Activity: Beginning with the line that holds "Query: plain studio backdrop", set down each line of the data below through the very last, exactly as given, and nothing beyond that.
***** Input
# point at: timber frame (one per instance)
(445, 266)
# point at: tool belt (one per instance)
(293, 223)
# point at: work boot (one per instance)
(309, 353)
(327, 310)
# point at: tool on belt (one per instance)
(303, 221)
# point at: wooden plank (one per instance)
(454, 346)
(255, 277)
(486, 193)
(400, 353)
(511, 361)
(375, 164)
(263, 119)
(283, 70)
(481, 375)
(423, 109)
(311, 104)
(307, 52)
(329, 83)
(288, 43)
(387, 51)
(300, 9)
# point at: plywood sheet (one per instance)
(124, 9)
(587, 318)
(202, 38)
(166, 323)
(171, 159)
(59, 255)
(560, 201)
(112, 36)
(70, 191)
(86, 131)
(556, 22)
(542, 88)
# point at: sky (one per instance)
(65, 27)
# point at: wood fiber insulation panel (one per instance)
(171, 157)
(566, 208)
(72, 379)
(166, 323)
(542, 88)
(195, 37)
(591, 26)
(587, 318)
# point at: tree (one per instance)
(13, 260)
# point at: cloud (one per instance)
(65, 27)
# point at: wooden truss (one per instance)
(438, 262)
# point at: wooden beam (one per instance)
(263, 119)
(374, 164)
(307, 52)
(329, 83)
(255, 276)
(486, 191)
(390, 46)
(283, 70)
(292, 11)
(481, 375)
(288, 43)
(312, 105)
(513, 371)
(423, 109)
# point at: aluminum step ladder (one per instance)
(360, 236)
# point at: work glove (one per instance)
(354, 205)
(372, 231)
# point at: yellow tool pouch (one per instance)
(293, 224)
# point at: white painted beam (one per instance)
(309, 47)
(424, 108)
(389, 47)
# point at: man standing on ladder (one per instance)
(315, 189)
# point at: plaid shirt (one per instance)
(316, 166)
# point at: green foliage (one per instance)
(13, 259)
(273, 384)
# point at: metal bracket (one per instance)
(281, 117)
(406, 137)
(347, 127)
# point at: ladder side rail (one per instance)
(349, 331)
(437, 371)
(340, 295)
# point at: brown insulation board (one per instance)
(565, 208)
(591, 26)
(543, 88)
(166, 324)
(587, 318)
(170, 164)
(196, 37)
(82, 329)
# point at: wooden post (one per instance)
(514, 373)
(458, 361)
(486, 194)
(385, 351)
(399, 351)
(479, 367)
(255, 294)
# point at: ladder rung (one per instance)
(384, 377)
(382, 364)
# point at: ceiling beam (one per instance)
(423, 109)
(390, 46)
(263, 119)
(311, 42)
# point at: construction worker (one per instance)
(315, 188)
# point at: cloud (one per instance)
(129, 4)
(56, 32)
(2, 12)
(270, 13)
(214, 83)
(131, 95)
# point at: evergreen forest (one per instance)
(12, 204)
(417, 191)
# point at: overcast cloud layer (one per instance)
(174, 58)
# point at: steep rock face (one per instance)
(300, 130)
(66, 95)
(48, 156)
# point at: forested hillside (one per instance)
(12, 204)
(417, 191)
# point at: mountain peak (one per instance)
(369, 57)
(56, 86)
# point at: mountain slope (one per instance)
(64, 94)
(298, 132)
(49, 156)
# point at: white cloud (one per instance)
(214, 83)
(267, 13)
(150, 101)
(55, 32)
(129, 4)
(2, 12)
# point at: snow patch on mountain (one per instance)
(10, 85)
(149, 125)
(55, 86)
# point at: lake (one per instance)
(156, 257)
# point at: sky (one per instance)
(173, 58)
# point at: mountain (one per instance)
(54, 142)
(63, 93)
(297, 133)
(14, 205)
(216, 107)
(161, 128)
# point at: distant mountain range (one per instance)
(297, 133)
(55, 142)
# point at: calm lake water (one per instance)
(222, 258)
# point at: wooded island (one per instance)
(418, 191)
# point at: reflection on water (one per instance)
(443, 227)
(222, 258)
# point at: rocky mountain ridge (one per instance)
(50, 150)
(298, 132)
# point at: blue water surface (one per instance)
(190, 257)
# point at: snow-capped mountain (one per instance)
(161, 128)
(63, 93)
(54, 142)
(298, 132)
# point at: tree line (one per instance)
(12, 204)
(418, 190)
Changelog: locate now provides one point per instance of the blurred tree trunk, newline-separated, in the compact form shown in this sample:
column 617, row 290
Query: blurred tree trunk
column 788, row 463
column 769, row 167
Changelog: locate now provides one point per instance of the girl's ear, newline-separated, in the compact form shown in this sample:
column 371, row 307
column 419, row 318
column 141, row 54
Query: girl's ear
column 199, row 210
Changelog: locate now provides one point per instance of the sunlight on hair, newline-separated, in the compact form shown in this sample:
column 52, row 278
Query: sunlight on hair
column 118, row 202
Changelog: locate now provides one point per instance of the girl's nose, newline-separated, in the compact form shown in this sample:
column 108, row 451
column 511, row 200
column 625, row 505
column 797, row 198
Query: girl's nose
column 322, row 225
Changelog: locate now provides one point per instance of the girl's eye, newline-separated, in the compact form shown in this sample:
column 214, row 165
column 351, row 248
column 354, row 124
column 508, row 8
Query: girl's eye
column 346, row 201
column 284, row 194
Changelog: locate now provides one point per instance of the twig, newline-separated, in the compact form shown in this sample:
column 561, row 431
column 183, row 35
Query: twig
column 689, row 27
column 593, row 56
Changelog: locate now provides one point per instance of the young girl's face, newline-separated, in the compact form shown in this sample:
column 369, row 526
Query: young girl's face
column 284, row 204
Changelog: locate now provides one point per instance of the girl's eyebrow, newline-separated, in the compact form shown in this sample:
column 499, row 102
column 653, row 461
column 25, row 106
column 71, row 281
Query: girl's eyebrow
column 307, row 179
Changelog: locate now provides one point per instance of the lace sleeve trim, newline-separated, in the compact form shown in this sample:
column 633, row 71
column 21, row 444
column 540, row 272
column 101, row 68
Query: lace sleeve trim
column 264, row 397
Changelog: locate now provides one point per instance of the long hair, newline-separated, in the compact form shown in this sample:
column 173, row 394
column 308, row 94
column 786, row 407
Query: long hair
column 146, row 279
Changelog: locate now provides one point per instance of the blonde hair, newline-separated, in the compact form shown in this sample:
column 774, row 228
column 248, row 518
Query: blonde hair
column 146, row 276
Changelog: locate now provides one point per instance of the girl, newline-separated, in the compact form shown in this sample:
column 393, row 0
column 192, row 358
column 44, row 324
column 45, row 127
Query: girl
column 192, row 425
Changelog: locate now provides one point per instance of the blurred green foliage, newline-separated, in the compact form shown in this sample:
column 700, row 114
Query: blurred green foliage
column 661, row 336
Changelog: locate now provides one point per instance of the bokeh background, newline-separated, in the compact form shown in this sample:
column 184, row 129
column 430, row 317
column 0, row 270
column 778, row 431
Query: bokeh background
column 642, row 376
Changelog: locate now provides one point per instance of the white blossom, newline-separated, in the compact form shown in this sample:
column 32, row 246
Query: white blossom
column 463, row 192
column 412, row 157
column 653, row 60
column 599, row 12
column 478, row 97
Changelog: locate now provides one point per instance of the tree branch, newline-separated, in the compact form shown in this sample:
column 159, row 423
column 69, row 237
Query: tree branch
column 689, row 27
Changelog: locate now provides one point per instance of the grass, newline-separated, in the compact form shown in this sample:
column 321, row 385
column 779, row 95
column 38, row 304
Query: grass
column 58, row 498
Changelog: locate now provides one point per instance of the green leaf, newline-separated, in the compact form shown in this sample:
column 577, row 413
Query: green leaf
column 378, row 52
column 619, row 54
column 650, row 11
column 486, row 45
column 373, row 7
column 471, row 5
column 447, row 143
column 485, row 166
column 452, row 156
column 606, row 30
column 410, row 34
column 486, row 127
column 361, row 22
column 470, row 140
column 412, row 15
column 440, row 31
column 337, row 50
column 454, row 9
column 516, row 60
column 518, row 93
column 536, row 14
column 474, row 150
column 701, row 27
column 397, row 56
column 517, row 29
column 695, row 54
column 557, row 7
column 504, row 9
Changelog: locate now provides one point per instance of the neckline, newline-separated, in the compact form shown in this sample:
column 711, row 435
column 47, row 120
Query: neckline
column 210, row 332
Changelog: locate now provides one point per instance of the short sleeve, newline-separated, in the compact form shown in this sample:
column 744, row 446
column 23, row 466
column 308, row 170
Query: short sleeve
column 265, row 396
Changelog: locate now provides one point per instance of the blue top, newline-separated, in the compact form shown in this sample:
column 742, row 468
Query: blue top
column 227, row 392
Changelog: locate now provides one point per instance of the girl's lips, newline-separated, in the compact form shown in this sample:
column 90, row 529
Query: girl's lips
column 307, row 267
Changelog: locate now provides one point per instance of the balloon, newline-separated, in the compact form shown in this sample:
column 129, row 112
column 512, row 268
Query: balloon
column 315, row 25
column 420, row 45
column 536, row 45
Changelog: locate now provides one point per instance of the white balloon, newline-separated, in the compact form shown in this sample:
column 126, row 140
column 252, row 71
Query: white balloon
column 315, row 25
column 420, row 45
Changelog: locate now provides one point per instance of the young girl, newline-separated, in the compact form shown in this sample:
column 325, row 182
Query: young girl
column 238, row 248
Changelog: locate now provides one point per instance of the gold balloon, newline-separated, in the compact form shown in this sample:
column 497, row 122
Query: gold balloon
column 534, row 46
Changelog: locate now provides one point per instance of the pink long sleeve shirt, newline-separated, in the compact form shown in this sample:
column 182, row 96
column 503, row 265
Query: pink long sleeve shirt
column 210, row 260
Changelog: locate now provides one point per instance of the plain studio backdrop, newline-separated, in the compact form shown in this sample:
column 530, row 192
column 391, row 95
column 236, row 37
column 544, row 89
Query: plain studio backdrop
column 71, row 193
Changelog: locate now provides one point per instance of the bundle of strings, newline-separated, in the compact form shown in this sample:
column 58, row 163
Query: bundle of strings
**********
Exercise answer:
Query: plain studio backdrop
column 71, row 193
Changelog: locate now provides one point per instance of the bundle of strings, newline-separated, in the compact form shown in this sample:
column 58, row 163
Query: bundle of strings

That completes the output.